» SET PROBLEM
Update the rows below by changing every occurrence of "one per instance" to "one for each instance", keeping all other text identical.

» DATASET ROWS
==*==
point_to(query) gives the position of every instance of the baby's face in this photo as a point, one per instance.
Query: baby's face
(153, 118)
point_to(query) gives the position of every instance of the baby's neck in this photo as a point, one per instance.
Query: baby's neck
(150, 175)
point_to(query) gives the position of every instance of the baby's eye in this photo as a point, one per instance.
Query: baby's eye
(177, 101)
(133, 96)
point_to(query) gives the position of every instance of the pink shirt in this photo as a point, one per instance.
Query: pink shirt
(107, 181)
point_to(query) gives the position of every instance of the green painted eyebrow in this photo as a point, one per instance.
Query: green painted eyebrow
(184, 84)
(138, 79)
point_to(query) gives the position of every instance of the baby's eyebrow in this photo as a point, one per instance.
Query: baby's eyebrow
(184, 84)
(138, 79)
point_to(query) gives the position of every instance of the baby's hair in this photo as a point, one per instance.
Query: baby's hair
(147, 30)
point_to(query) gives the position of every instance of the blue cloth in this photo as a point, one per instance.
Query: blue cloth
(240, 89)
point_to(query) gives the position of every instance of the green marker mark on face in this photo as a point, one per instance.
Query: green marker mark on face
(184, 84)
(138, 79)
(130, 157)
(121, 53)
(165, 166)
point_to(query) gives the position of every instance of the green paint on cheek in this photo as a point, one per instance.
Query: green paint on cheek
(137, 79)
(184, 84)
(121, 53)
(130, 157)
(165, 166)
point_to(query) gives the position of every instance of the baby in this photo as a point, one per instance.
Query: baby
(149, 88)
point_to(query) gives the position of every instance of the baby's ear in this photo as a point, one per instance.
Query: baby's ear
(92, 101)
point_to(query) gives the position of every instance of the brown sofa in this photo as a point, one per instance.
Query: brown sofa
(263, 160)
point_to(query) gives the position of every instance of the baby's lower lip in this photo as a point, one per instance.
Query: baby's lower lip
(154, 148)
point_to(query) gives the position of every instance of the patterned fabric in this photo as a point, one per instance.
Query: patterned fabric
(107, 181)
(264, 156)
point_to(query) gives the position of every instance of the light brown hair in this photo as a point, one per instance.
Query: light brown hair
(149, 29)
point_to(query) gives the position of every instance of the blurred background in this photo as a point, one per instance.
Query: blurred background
==*==
» WRITTEN ANSWER
point_to(query) gives the position of every instance of the baby's face in this photo as a point, one for each instance.
Query: baby's face
(153, 118)
point_to(query) gives the position of every instance of the baby's neck in this photo as a point, one for each instance.
Query: baby's neck
(150, 175)
point_to(query) gives the position of every instance of the baby's eye in this photo as a point, one for each instance.
Query: baby's eye
(177, 101)
(133, 96)
point_to(query) gives the position of every instance of the pink shirt in this photo as a point, one for each instance.
Query: pink shirt
(107, 181)
point_to(query) gives the position of every instance of the green painted eyebrow in this photo as a point, one for each instance.
Query: green painted eyebrow
(184, 84)
(138, 79)
point_to(query) gives the position of every instance of the baby's eyebrow in this photo as a point, one for each instance.
Query: baby's eyebrow
(184, 84)
(138, 79)
point_to(query) gives the position of every instance of the baby's hair in this photo as a point, one for each instance.
Query: baby's hair
(147, 30)
point_to(query) gives the position of every instance of the blue cloth in this photo as a point, one for each instance.
Query: blue cloth
(240, 89)
point_to(query) gives the position of every instance of the green marker mark on face in this photo as a point, one for each instance.
Query: green marker mark on face
(184, 84)
(138, 79)
(130, 157)
(121, 53)
(165, 166)
point_to(query) gives the position of every instance of the green paint on cheek in this photo as a point, one for each instance.
Query: green paint on cheek
(137, 79)
(184, 84)
(121, 53)
(130, 157)
(165, 166)
point_to(query) gives the position of every instance of the baby in this photo as a point, one for each instance.
Query: baby
(149, 88)
point_to(query) gives the position of every instance of the baby's ear in this photo as a point, one for each instance.
Query: baby's ear
(92, 101)
point_to(query) gives the position of every instance of the brown sofa in this photo as a point, one for each instance.
Query: brown sofa
(263, 160)
point_to(query) gives the position of every instance of the baby's lower lip in this photo as a point, one for each instance.
Query: baby's lower lip
(154, 148)
point_to(query) gives the position of every instance of the patterned fabric in this photo as a point, one for each instance.
Query: patterned fabric
(107, 181)
(264, 156)
point_to(query) gives the position of every instance of the light brown hair in this photo as a point, one for each instance.
Query: light brown hair
(149, 29)
point_to(query) gives the position of every instance of the blurred background in this photo as a point, one for each instance.
Query: blurred background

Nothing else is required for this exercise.